* [EXERCISE]: Copy the lines from the line with "Spot kappa logo." up to and including the line with "896, 115, 952, 156", and reproduce only those lines.

***** LISTED ENTRIES

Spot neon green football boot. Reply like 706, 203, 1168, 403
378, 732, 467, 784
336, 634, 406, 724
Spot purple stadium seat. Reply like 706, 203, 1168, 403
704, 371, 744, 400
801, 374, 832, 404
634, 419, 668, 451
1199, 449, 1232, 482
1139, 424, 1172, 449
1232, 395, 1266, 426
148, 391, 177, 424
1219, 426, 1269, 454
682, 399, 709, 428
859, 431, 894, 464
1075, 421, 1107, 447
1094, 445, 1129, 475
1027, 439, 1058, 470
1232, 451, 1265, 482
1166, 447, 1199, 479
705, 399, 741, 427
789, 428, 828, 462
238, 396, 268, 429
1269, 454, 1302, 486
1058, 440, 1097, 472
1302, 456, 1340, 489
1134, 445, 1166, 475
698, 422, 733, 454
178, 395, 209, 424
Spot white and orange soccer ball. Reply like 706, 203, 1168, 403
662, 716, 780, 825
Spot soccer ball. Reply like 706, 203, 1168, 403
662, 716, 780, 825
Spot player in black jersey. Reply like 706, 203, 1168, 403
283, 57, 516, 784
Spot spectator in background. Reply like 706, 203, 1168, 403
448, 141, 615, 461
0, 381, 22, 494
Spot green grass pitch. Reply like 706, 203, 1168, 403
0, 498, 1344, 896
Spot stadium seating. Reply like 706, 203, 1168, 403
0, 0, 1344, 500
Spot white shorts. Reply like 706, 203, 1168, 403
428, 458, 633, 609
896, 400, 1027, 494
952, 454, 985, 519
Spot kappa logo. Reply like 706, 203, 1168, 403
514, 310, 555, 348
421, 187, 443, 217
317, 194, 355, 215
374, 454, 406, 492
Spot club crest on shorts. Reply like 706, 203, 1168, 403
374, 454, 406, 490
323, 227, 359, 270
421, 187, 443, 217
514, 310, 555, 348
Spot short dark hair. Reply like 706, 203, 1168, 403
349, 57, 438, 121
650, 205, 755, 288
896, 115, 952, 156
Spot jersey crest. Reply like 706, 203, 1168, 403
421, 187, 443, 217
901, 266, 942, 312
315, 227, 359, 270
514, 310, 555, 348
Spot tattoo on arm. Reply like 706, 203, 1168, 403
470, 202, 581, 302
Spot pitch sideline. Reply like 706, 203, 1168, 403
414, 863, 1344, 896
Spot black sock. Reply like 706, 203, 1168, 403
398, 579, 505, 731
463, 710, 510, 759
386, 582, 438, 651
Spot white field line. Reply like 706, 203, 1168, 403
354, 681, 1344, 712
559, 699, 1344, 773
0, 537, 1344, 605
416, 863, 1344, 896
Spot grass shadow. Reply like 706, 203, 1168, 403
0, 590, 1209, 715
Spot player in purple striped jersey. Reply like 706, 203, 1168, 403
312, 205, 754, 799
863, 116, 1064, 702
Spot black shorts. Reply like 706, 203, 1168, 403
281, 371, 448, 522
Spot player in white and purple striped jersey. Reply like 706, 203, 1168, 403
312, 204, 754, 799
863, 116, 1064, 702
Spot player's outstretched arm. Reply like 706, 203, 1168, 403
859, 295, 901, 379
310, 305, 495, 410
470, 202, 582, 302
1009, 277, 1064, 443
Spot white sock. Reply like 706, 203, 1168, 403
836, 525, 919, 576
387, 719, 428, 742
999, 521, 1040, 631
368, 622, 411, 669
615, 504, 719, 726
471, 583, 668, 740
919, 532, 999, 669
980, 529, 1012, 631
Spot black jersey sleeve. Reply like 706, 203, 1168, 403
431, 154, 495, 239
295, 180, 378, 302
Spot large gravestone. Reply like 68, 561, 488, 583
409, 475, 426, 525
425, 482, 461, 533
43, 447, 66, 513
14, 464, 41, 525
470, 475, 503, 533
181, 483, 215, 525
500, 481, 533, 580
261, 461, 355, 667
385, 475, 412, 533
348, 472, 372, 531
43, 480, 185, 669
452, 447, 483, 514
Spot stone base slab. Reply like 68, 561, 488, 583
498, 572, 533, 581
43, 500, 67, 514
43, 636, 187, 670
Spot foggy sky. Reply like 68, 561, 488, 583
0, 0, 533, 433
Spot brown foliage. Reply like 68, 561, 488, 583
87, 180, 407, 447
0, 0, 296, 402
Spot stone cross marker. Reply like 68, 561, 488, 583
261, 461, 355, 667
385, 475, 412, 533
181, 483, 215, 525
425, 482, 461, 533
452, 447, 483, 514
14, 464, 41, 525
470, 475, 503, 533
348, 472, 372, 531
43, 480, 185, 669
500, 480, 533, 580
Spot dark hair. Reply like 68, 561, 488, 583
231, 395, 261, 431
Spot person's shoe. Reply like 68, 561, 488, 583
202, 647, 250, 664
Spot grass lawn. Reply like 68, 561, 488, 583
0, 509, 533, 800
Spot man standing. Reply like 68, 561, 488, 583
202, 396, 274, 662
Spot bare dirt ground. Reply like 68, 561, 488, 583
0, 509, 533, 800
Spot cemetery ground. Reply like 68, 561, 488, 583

**********

* [TASK SOLUTION]:
Spot kappa logo. Reply like 706, 203, 1168, 403
514, 310, 555, 348
421, 187, 443, 217
317, 194, 355, 215
374, 454, 406, 492
Spot club crest on shorts. Reply like 706, 203, 1168, 403
374, 454, 406, 490
323, 227, 359, 270
421, 187, 443, 217
514, 310, 555, 348
Spot short dark hair. Reply like 706, 203, 1168, 403
349, 57, 438, 121
650, 205, 755, 288
896, 115, 952, 156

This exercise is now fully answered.